**DIRECTIONS:** Without altering a single word, repeat the records that follow.

**EXCERPTED RECORDS:**
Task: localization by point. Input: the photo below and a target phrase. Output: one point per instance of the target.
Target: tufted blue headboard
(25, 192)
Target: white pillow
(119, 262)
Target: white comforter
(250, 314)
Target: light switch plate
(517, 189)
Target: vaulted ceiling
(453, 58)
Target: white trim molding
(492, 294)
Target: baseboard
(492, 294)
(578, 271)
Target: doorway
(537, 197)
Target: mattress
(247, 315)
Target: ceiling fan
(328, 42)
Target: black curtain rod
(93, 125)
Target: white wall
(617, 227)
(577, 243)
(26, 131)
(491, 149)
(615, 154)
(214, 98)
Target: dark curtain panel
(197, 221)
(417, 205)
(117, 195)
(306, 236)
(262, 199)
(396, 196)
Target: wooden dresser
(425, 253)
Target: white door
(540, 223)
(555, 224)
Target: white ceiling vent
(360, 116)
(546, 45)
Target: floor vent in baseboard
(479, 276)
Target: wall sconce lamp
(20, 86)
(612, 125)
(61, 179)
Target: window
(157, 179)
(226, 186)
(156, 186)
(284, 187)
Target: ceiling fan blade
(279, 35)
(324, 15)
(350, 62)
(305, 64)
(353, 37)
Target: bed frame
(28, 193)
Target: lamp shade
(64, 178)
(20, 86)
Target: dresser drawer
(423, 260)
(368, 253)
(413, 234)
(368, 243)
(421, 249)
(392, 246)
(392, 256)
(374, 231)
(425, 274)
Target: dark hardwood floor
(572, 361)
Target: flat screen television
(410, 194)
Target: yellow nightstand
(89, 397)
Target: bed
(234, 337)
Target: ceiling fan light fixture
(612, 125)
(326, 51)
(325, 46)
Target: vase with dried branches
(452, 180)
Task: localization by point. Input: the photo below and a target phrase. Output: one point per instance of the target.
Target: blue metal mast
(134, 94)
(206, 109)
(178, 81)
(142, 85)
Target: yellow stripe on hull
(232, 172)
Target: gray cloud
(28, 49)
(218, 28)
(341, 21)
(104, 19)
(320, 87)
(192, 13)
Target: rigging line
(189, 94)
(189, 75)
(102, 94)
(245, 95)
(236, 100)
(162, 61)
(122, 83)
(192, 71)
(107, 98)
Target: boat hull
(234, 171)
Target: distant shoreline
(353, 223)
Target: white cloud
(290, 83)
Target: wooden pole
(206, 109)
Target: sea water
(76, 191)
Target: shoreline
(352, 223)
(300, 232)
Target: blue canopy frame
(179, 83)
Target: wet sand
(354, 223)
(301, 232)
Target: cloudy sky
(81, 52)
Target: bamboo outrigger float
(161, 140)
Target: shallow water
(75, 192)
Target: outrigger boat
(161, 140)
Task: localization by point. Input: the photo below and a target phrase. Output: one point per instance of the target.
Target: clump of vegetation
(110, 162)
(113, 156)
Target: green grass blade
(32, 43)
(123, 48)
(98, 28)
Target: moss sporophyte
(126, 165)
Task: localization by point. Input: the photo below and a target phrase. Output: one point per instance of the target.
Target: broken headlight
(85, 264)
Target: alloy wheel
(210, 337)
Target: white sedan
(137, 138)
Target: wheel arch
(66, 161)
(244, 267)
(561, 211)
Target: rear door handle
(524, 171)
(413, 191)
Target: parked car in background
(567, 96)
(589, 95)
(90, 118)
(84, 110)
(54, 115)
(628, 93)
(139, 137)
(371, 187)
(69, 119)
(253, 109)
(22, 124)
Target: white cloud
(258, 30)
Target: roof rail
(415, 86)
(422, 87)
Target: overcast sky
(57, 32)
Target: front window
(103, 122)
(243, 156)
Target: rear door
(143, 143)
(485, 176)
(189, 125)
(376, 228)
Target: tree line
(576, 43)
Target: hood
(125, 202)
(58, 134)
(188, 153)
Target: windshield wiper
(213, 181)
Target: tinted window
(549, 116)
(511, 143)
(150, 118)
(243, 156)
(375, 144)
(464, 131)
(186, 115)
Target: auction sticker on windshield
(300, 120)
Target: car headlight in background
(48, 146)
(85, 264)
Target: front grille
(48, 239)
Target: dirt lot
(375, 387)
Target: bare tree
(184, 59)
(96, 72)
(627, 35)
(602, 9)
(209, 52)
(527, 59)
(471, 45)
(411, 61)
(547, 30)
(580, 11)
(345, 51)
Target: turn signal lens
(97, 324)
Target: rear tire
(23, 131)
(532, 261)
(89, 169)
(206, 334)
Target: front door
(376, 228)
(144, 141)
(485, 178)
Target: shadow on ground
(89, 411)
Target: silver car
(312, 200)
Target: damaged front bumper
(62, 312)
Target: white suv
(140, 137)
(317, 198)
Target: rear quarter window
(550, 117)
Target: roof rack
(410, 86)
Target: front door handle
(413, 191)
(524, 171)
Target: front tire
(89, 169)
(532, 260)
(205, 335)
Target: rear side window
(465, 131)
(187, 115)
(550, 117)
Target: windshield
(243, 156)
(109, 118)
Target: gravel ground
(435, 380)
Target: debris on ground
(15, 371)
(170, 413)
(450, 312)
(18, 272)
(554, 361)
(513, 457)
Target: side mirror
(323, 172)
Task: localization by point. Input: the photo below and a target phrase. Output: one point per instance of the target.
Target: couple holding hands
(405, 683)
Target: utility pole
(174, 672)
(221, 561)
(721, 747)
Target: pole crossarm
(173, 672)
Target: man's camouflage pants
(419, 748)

**SOLUTION:**
Task: localization by point. Input: the photo below and a target phrase. Output: one point per instance of the target.
Target: tufted blue headboard
(25, 192)
Target: white pillow
(119, 262)
Target: white comforter
(250, 314)
Target: light switch plate
(517, 189)
Target: vaulted ceiling
(453, 58)
Target: white trim molding
(492, 294)
Target: baseboard
(492, 294)
(578, 271)
Target: doorway
(537, 197)
Target: mattress
(247, 315)
Target: ceiling fan
(328, 42)
Target: black curtain rod
(93, 125)
Target: white wall
(617, 227)
(577, 243)
(26, 131)
(491, 149)
(615, 154)
(214, 98)
Target: dark curtain panel
(197, 221)
(417, 205)
(117, 195)
(306, 236)
(262, 199)
(396, 196)
Target: wooden dresser
(425, 253)
Target: white door
(540, 223)
(555, 224)
Target: white ceiling vent
(360, 116)
(546, 45)
Target: floor vent in baseboard
(479, 276)
Target: wall sconce lamp
(20, 86)
(612, 125)
(61, 179)
Target: window
(157, 179)
(226, 186)
(156, 186)
(284, 187)
Target: ceiling fan blade
(279, 35)
(324, 15)
(350, 62)
(305, 64)
(353, 37)
Target: bed frame
(28, 193)
Target: lamp shade
(64, 178)
(20, 86)
Target: dresser drawer
(423, 260)
(368, 253)
(413, 234)
(368, 243)
(421, 249)
(392, 246)
(392, 256)
(374, 231)
(425, 274)
Target: dark hardwood floor
(572, 361)
Target: flat screen television
(410, 194)
Target: yellow nightstand
(89, 397)
Target: bed
(234, 337)
Target: ceiling fan light fixture
(612, 125)
(326, 51)
(325, 46)
Target: vase with dried branches
(452, 180)
Task: localization by point. Input: the photo below and a target phrase. Output: one point per instance of the target.
Target: blue metal mast
(134, 94)
(206, 109)
(178, 81)
(142, 85)
Target: yellow stripe on hull
(232, 172)
Target: gray cloud
(28, 49)
(218, 28)
(341, 21)
(104, 19)
(320, 87)
(192, 13)
Target: rigging line
(189, 94)
(189, 75)
(102, 94)
(245, 95)
(236, 100)
(162, 61)
(122, 83)
(192, 71)
(107, 98)
Target: boat hull
(234, 171)
Target: distant shoreline
(353, 223)
Target: white cloud
(290, 83)
Target: wooden pole
(206, 109)
Target: sea water
(76, 191)
Target: shoreline
(352, 223)
(300, 232)
Target: blue canopy frame
(179, 83)
Target: wet sand
(354, 223)
(301, 232)
Target: cloudy sky
(81, 52)
Target: bamboo outrigger float
(161, 140)
Target: shallow water
(75, 192)
Target: outrigger boat
(161, 140)
Task: localization by point. Input: the photo below and a target phrase. Output: one point per instance of the target.
Target: clump of vegetation
(110, 162)
(113, 156)
Target: green grass blade
(32, 43)
(123, 48)
(98, 28)
Target: moss sporophyte
(126, 165)
Task: localization by point. Input: the photo below and a target phrase. Output: one point per instance of the target.
Target: broken headlight
(85, 264)
Target: alloy wheel
(210, 337)
Target: white sedan
(137, 138)
Target: wheel arch
(66, 161)
(244, 267)
(561, 211)
Target: rear door handle
(524, 171)
(413, 191)
Target: parked car in background
(567, 96)
(589, 95)
(90, 118)
(84, 110)
(54, 115)
(628, 93)
(139, 137)
(371, 187)
(69, 119)
(253, 109)
(22, 124)
Target: white cloud
(258, 30)
Target: roof rail
(415, 86)
(422, 87)
Target: overcast sky
(57, 32)
Target: front window
(103, 122)
(243, 156)
Target: rear door
(143, 143)
(485, 176)
(189, 125)
(376, 228)
Target: tree line
(576, 43)
Target: hood
(125, 202)
(58, 134)
(188, 153)
Target: windshield wiper
(213, 181)
Target: tinted window
(549, 116)
(511, 143)
(150, 118)
(243, 156)
(375, 144)
(464, 131)
(186, 115)
Target: auction sticker on windshield
(300, 120)
Target: car headlight in background
(48, 146)
(85, 264)
Target: front grille
(48, 239)
Target: dirt lot
(375, 387)
Target: bare tree
(184, 59)
(96, 72)
(627, 35)
(602, 9)
(209, 52)
(527, 59)
(471, 45)
(411, 61)
(547, 30)
(580, 11)
(345, 51)
Target: turn signal lens
(97, 324)
Target: rear tire
(23, 131)
(532, 261)
(89, 169)
(206, 334)
Target: front door
(376, 228)
(144, 141)
(485, 178)
Target: shadow on ground
(89, 411)
Target: silver car
(312, 200)
Target: damaged front bumper
(62, 312)
Target: white suv
(140, 137)
(317, 198)
Target: rear quarter window
(550, 117)
Target: roof rack
(410, 86)
Target: front door handle
(413, 191)
(524, 171)
Target: front tire
(89, 169)
(532, 260)
(205, 335)
Target: rear side window
(465, 131)
(187, 115)
(550, 117)
Target: windshield
(243, 156)
(109, 118)
Target: gravel ground
(435, 380)
Target: debris on ground
(15, 371)
(170, 413)
(450, 312)
(18, 272)
(554, 361)
(513, 457)
Target: side mirror
(323, 172)
Task: localization by point. Input: the photo below and a target phrase. Output: one point per instance of the target.
Target: couple holding hands
(405, 683)
Target: utility pole
(174, 672)
(221, 561)
(721, 747)
Target: pole crossarm
(173, 672)
Target: man's camouflage pants
(419, 748)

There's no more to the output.